A word-for-word reproduction of the listing is required.

*Source material:*
____

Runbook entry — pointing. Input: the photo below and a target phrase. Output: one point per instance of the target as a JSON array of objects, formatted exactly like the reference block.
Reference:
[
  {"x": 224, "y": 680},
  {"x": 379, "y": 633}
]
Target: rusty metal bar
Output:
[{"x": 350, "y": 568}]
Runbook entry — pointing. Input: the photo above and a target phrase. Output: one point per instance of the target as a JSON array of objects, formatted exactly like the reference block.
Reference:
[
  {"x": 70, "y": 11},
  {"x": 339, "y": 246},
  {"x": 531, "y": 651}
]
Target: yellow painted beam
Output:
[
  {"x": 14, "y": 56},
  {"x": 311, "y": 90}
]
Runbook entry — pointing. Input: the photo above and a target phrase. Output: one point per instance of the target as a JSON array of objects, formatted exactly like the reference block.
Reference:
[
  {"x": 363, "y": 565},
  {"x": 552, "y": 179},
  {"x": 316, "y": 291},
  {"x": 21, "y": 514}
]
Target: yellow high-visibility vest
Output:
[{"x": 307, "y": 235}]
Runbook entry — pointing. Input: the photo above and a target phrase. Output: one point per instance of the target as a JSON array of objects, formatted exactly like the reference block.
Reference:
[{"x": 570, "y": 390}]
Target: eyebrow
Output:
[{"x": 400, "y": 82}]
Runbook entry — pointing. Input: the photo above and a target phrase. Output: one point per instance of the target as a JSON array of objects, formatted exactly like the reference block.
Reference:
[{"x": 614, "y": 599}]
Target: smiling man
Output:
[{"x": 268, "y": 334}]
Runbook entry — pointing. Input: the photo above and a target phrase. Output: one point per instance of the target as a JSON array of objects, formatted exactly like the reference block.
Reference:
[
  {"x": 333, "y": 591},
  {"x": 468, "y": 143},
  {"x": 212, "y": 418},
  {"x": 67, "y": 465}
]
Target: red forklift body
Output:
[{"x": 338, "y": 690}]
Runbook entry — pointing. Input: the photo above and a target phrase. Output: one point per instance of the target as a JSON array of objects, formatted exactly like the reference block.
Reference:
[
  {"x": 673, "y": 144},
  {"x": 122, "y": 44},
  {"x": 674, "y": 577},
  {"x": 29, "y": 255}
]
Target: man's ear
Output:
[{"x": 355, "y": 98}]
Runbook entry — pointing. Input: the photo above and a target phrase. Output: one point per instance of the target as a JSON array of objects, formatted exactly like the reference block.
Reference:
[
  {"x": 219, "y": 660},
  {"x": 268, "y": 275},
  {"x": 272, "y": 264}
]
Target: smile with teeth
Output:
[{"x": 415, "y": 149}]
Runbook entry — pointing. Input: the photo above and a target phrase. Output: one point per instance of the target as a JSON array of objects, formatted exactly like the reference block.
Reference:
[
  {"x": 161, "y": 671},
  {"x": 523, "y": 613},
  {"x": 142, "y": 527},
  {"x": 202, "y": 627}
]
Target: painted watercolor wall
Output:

____

*Output below:*
Runbook entry — pointing. Input: the photo below and a target phrase. Output: one point per instance of the target as a JSON array of objects, formatted exactly like the reference block.
Reference:
[
  {"x": 224, "y": 680},
  {"x": 379, "y": 633}
]
Target: rusty metal bar
Output:
[{"x": 350, "y": 568}]
Runbook entry — pointing. Input: the photo above and a target phrase. Output: one point per instance of the target as a JSON array of objects, formatted exactly like the reference block.
Reference:
[
  {"x": 70, "y": 11},
  {"x": 339, "y": 246},
  {"x": 531, "y": 651}
]
Target: yellow painted beam
Output:
[
  {"x": 14, "y": 56},
  {"x": 311, "y": 90}
]
Runbook entry — pointing. Input: the photo above and a target phrase. Output: one point per instance of the target as a JSON array of objects, formatted exactly like the reference block.
Reference:
[
  {"x": 363, "y": 565},
  {"x": 552, "y": 179},
  {"x": 316, "y": 291},
  {"x": 21, "y": 514}
]
Target: yellow high-visibility vest
Output:
[{"x": 307, "y": 235}]
Runbook entry — pointing. Input: the photo above and a target phrase. Output: one point per instance of the target as a JSON array of objects, formatted exactly like the reference block.
Reference:
[{"x": 570, "y": 390}]
Target: eyebrow
Output:
[{"x": 400, "y": 82}]
Runbook entry — pointing. Input: the photo above and a target phrase. Output: one point per instance of the target as a JSON array of objects, formatted exactly like the reference block.
Reference:
[{"x": 614, "y": 599}]
Target: smiling man
Output:
[{"x": 268, "y": 334}]
Runbook entry — pointing. Input: the photo above and a target phrase. Output: one point per instance of the target as a JSON array of objects, formatted exactly like the reference block.
Reference:
[
  {"x": 333, "y": 591},
  {"x": 468, "y": 143},
  {"x": 212, "y": 418},
  {"x": 67, "y": 465}
]
Target: red forklift body
Output:
[{"x": 338, "y": 690}]
Runbook entry — pointing. Input: the photo above and a target phrase. Output: one point per instance of the target as a JSON array of objects, formatted exactly like the reference block.
Reference:
[
  {"x": 673, "y": 144},
  {"x": 122, "y": 44},
  {"x": 674, "y": 577},
  {"x": 29, "y": 255}
]
Target: man's ear
Output:
[{"x": 355, "y": 98}]
Runbook entry — pointing. Input: the photo above and a target phrase. Output: one point per instance of the target as a JSON array of objects, formatted exactly like the reference block.
Reference:
[
  {"x": 219, "y": 660},
  {"x": 268, "y": 275},
  {"x": 272, "y": 264}
]
Target: smile with teeth
Output:
[{"x": 415, "y": 149}]
Runbook entry — pointing. Input: the photo above and a target phrase. Output: one point per instance of the target as a JSON array of objects, formatted exactly like the reference block.
Reference:
[
  {"x": 161, "y": 671},
  {"x": 523, "y": 613},
  {"x": 142, "y": 527},
  {"x": 202, "y": 627}
]
Target: painted watercolor wall
Output:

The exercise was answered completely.